EXPLORE THE MATERIAL ▸
1. Translate this sentence from the article on Lebanese prisons into Spanish: "Some politicians support the law, while others oppose pardoning inmates suspected of killing Lebanese soldiers."
2. According to the article on Lebanese prisons, what now separates inmates from their relatives during visits?
3. Continue the article on Lebanese prisons from where it stops.

TEXT SHOWN ▸
-*-*-

Field Hospital Inside Notorious Lebanese Prison
Lebanon’s Internal Security Forces have taken a series of measures to prevent the spread of the COVID-19 disease in the country’s overcrowded prisons.
“We have reduced family visits inside the prisons. The families of inmates are subject to medical tests before entering the facilities,” a security source told Asharq Al-Awsat.
He said direct contact is no longer allowed between inmates and their relatives. “They are separated by a plexiglass barrier and they speak by phone,” the source explained.
In Lebanon, most prisons are overcrowded, mainly the main Roumieh prison, which harbors Lebanon's most dangerous criminals, including extremists who pose a threat to national security and civil peace.
The parliament is discussing a dozens of laws, including a controversial draft about general amnesty.
Some politicians support the law, while others oppose pardoning inmates suspected of killing Lebanese soldiers.
Last month, Roumieh prison inmates called on the concerned authorities to approve the general amnesty law, to avoid a health disaster.

-*-*-

EXTRACTED DATA ▸

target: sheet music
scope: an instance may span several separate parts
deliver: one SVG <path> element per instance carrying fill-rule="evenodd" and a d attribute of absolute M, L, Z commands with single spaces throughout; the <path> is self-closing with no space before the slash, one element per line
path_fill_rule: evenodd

-*-*-

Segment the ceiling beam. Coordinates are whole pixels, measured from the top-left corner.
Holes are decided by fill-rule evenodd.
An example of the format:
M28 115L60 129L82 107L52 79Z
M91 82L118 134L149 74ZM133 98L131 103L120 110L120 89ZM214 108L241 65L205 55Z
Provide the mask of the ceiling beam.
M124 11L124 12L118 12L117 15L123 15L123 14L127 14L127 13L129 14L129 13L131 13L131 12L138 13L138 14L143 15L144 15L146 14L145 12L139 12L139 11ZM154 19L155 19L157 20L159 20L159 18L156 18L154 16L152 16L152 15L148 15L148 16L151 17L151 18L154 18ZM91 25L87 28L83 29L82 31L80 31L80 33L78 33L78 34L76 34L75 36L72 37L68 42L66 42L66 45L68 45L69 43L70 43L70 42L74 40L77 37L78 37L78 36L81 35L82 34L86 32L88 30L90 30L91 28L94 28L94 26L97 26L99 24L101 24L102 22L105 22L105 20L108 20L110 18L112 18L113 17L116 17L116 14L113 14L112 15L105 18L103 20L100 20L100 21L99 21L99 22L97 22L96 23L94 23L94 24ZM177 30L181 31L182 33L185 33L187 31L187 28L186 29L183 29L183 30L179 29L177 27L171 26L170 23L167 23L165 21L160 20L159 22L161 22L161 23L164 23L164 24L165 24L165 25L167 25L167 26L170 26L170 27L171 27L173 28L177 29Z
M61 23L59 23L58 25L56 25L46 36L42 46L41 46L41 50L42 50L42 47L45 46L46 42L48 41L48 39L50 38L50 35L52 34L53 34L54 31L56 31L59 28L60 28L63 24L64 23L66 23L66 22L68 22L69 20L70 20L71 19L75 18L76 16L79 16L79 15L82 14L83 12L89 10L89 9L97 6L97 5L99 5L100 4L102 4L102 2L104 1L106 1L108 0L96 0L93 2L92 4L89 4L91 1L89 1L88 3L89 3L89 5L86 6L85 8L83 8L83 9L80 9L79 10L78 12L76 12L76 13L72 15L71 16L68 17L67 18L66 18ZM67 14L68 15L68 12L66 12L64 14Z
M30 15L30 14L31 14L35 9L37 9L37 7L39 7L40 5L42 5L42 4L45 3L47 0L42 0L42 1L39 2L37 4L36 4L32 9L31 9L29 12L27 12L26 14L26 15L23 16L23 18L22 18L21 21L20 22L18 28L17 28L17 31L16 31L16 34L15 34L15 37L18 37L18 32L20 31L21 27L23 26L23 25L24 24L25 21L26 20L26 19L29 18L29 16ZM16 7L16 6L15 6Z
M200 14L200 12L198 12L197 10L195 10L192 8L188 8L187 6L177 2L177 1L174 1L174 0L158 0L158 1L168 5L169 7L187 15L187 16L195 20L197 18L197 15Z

-*-*-

ANSWERS PER TASK ▸
1. Algunos políticos apoyan la ley, mientras que otros se oponen a indultar a los reclusos sospechosos de haber matado a soldados libaneses.

2. A plexiglass barrier, through which they speak by phone.

3.
The prison’s three buildings were built in the 1950s to accommodate 1,500 inmates. Now, the prison is crammed with around 3,850.
“We are equipping the high-security wing at the Roumieh prison to turn it into a field hospital with large rooms and ready to receive between 150 to 200 beds for COVID-19 patients,” the security source said.
He said it was difficult to transfer prisoners to public hospitals, a process that requires tight security measures.
Head of the Beirut Bar Association Melhem Khalaf told Asharq Al-Awsat that he is working on two plans - First, to ensure the health of inmates and second to speed up measures to ease pressure on the country's overcrowded prisons.